BEGIN PASSAGE GIVEN

Behavioural Science is a rapidly expanding field and everyday new research is being developed in academia, tested and implemented by practitioners in financial organisation, development agencies, government ‘nudge’ units and more. This interview is part of a series interviewing prominent people in the field. And in today's interview the answers are provided by Scott Rick.
Scott is an Associate Professor of Marketing at the University of Michigan's Ross School of Business. He received his PhD in Behavioral Decision Research from Carnegie Mellon in 2007, and he then spent two years as a post-doctoral fellow at Wharton. His research focuses on understanding the emotional causes and consequences of consumer financial decision-making, with a particular interest in the behaviour of tightwads and spendthrifts. The overarching goal of his work is to understand when and why consumers behave differently than they should behave and to develop marketing and policy interventions to improve consumers' decision making and well-being.
Who or what got you into behavioural science?
For me, it all started in Las Vegas. I spent a lot of time there in my early teens. My grandparents lived in Vegas, and my parents loved to visit. They all loved to gamble. And I didn’t mind one bit – I was king of the casino arcades, we were always going to fun restaurants and shows, and I usually got a cut of the winnings when someone got lucky at Bingo. But, as you might imagine, I did have a front-row seat to all kinds of puzzling, deeply suboptimal decision-making. For instance, I remember seeing clusters of slot machines that had signs like “Certified loose—Average 97% payback!” I couldn’t understand why that would be appealing (wasn’t the sign just saying that on average you can expect to lose 3% of what you gamble?), but of course people were just pouring money into those machines. So that sparked a lot of curiosity about decision-making. Relatedly, watching lots of game shows as a kid, like Family Feud and The Price is Right, also helped. (Now that I’m reflecting on all this, it seems like a pretty indoorsy childhood.)

END PASSAGE GIVEN
BEGIN DATA SEGMENT

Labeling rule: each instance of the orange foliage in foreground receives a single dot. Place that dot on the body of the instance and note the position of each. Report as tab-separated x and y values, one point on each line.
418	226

END DATA SEGMENT

Extend the Scott Rick interview on behavioral science, starting right after its final sentence.

Later, in college, I got a job interviewing people over the phone for the Gallup Poll. This was back around 1999, when people would still take a call from an unknown number. The job was sometimes harrowing (like when it became clear my call was interrupting a sad or otherwise distressing moment), and sometimes absurd (like when describing, in great detail, a Captain Crunch commercial to a respondent, trying to keep a straight face while other interviewers are watching me and cracking up). But it was always an interesting window into how people interpret, answer, and avoid answering questions about their behavior.
What is the accomplishment you are proudest of as a behavioural scientist? And what do you still want to achieve?
I’m not quite sure, but I will mention the one that made me happiest. That was back in my second year of grad school, when I received a NSF graduate research fellowship. The stipends in my department were pretty modest at the time, and I was (and continue to be) a total spendthrift, so things got pretty tight those first couple of years. The fellowship was just a total game-changer.
One project I’ll be focused on over the next couple of years is writing a trade book. It will cover how people balance financial and psychological well-being, particularly within the context of romantic relationships. The hope is that some of the work that I’ve done, along with related work by many others, can shed new light on how people should manage this difficult balancing act. I’m very much looking forward to this new adventure.
If you weren’t a behavioural scientist, what would you be doing?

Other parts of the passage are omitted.